If the actual risk of pregnancy is low at the time of exposure to sperm, personally I feel that a wait-and-see approach is the wisest course of action. If the risk of pregnancy is moderate or high then steps can be taken to thwart pregnancy. No method is guaranteed to work, including modern methods offered by the medical establishment. Which is why prevention is the way to go, but when the unexpected happens there are options to fall back on.

These home/folk remedies have the element of the unknown. They are not widely used or researched. If you choose to use them, you are experimenting on yourself, and the unknown is bound to happen for someone.

Before going any further, I want to go over a few bits of information that you should be aware of as we progress deeper into this page.

  • When referring to counting the cycle, I start with the first day of menstruation as Day 1 and count forward from there. I also always use a capital "D" when referring to the days of the cycle. You will see more of this when we get into the examples.

== Given information ==
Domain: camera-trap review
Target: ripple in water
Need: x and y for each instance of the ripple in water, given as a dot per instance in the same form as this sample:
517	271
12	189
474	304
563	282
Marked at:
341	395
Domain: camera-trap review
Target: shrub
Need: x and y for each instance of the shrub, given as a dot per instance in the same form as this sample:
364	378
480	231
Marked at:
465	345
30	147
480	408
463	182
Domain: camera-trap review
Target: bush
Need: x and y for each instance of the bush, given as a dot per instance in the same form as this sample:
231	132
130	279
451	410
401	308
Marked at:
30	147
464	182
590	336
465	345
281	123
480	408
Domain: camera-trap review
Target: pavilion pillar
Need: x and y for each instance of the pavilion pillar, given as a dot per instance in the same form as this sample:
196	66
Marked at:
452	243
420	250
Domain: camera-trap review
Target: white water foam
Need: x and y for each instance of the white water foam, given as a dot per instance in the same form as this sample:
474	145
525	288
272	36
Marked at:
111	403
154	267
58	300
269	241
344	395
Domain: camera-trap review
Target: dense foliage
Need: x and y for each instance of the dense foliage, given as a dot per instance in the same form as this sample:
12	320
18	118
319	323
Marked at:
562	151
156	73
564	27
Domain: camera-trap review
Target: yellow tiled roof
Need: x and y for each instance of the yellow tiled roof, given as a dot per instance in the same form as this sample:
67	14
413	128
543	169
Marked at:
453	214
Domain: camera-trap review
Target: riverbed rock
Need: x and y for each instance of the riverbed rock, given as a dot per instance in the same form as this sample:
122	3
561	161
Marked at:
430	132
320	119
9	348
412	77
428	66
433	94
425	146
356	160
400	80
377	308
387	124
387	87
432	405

---

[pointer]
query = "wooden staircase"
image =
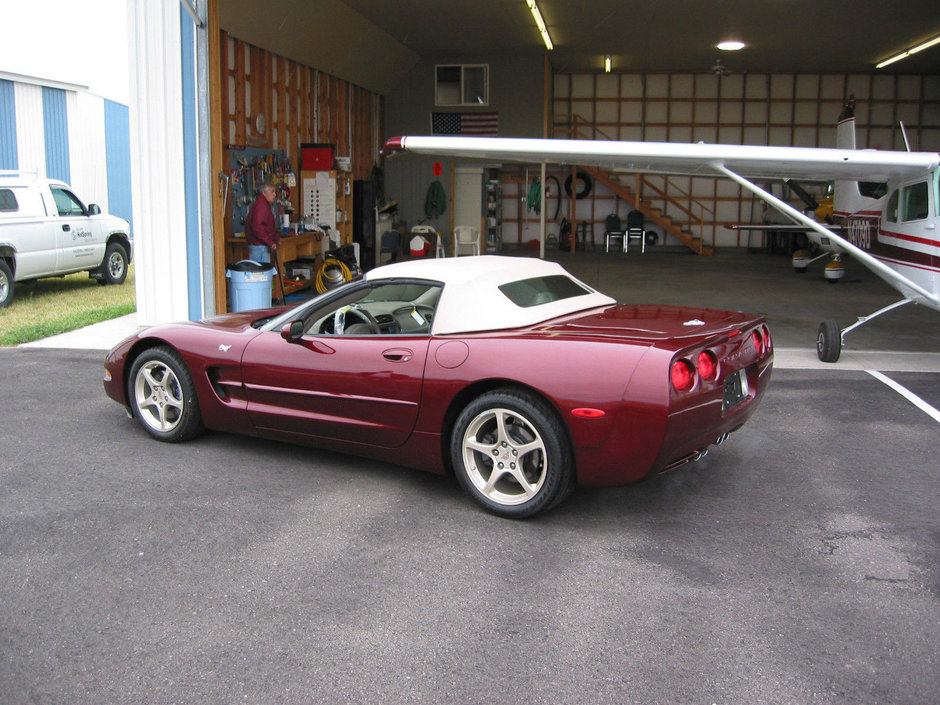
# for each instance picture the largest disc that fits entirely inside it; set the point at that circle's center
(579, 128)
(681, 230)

== Task list ==
**a)** In the excerpt on folk methods for preventing pregnancy, swap "wait-and-see approach" for "watch-and-wait approach" in everything from "If the actual" down to "fall back on.", and write out that stretch with the change.
**b)** Please supply the next part of the excerpt on folk methods for preventing pregnancy, picking up right after its last sentence.

== Answers by task ==
**a)**
If the actual risk of pregnancy is low at the time of exposure to sperm, personally I feel that a watch-and-wait approach is the wisest course of action. If the risk of pregnancy is moderate or high then steps can be taken to thwart pregnancy. No method is guaranteed to work, including modern methods offered by the medical establishment. Which is why prevention is the way to go, but when the unexpected happens there are options to fall back on.

**b)**
  • In non-fertile conditions sperm can survive for 3 to 7 hours depending on individual body chemistry, during non-fertile times the cervix is closed and sperm cannot enter. As ovulation approaches body chemistry changes and the cervix opens and fertile fluids (mucus) flow from the cervix, enabling sperm to survive more easily in the vagina and allows them to enter the cervix and uterus -- once out of the vagina they can survive for 3 to 5 days, but sperm have been known to survive for up to 7 days, so if they are healthy and conditions are just right, there's a good chance they can live for up to a week once inside the uterus and wait around for the egg to be released.

  • A woman's egg or ovum is viable (meaning it can be fertilized) for up to 24 hours, although some sources say it is up to 36 hours. After this time, the egg begins to deteriorate and no longer can be fertilized.

  • Because sperm can live for up to 5-7 days it is important to keep sperm out of the vagina and away from the outside of the vagina before ovulation occurs. This means the most dangerous time to have unprotected sex (assuming you don't want to get pregnant) is before or during ovulation. The hard part is figuring out when ovulation is going to happen. The day of the cycle the egg is actually released can vary from cycle to cycle, and can be influenced by external factors in our life such as stress, illness, weight fluctuations, lifestyle changes and excessive worry about being pregnant.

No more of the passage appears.